Spotlight: Ma-Anne Dionisio | Intermission Magazine, Theater News

23 February 202612 Mins Read

iPhoto caption: Ma-Anne Dionisio for Intermission Magazine. Photo by Tim Nguyen.



It was snowing in Toronto on the day Ma-Anne Dionisio called her parents to tell them the news. At 18, she’d been the first person in the country to audition for Kim in the Canadian debut of Miss Saigon, and she’d made it through every stage of the seven-month-long casting process. In documentary footage from January 1993, her fingers are curled around the shiny black handset of a corded phone; her hair’s tucked behind one ear. “I didn’t get the part,” she says into the mouthpiece. “I’m not even going to be in Miss Saigon.” And then a mischievous smile spreads over her face. “Guess what? Guess!” 

“Got it,” says the voice on the other end.

“Got it,” Dionisio confirms, and launches into delighted laughter. She had, in fact, booked the role. She was going to be the original Canadian Miss Saigon. 

Playing that character would launch a three-decade acting career, one that’d whirl Dionisio around the globe and deposit her on some of the world’s biggest stages. But at the time, Dionisio didn’t even consider it a dream come true. For someone stepping into one of the country’s most prominent musical theatre roles, she’d had strikingly little experience with theatre. She’d only ever seen Les Mis, and from the cheap seats at that. Her dreams were different: to be a doctor, a pilot, maybe an astronaut. “I’m a walking example of what life looks like while you plan it,” she tells me from Calgary, over video call. She’s squeezed our conversation into a busy day of rehearsals, two weeks into work on Theatre Calgary’s world premiere production of The Tale of the Gifted Prince, a musical by bookwriter-lyricist Lezlie Wade and composer Daniel Green. Later, I realize that we’re speaking on the 36th anniversary of her arrival in Canada.

◆ Data for review
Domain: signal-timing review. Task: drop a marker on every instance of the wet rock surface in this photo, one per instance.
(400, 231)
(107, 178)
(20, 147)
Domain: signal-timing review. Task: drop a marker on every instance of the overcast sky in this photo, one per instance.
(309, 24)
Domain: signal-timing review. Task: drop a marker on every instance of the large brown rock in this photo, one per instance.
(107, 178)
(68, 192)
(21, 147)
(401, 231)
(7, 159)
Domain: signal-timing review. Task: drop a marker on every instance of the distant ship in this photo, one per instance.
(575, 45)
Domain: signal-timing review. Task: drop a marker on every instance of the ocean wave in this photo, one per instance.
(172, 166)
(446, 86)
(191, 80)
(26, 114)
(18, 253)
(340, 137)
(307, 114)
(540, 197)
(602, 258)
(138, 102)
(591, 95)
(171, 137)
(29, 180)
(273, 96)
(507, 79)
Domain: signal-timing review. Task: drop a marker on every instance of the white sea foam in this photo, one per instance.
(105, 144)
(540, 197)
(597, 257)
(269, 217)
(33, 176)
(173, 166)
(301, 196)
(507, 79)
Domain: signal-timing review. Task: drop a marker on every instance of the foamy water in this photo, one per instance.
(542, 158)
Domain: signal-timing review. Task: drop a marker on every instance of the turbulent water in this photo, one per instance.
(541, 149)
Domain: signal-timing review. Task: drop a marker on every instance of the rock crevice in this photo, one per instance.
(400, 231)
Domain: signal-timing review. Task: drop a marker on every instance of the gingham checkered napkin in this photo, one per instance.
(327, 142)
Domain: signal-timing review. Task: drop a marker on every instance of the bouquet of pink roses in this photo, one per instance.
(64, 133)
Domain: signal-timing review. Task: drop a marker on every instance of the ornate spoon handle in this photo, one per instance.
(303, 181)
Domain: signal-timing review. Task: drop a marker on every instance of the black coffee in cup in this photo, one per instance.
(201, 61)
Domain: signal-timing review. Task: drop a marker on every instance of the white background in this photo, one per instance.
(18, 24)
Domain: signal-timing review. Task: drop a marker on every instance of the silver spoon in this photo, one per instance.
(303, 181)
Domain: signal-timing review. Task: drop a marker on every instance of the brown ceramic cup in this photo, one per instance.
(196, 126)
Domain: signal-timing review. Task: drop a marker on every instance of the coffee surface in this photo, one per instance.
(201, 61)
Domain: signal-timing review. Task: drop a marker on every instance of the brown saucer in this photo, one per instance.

◆ Assignment A
In the profile, which production is Dionisio rehearsing at Theatre Calgary?
◆ Assignment B
Write out the passage of the profile that begins at the words "Spotlight: Ma-Anne Dionisio" and stops after "the other end.".

◆ Expected answer A
The world premiere of The Tale of the Gifted Prince, a musical by Lezlie Wade and Daniel Green.

◆ Expected answer B
Spotlight: Ma-Anne Dionisio | Intermission Magazine, Theater News

23 February 202612 Mins Read

iPhoto caption: Ma-Anne Dionisio for Intermission Magazine. Photo by Tim Nguyen.



It was snowing in Toronto on the day Ma-Anne Dionisio called her parents to tell them the news. At 18, she’d been the first person in the country to audition for Kim in the Canadian debut of Miss Saigon, and she’d made it through every stage of the seven-month-long casting process. In documentary footage from January 1993, her fingers are curled around the shiny black handset of a corded phone; her hair’s tucked behind one ear. “I didn’t get the part,” she says into the mouthpiece. “I’m not even going to be in Miss Saigon.” And then a mischievous smile spreads over her face. “Guess what? Guess!” 

“Got it,” says the voice on the other end.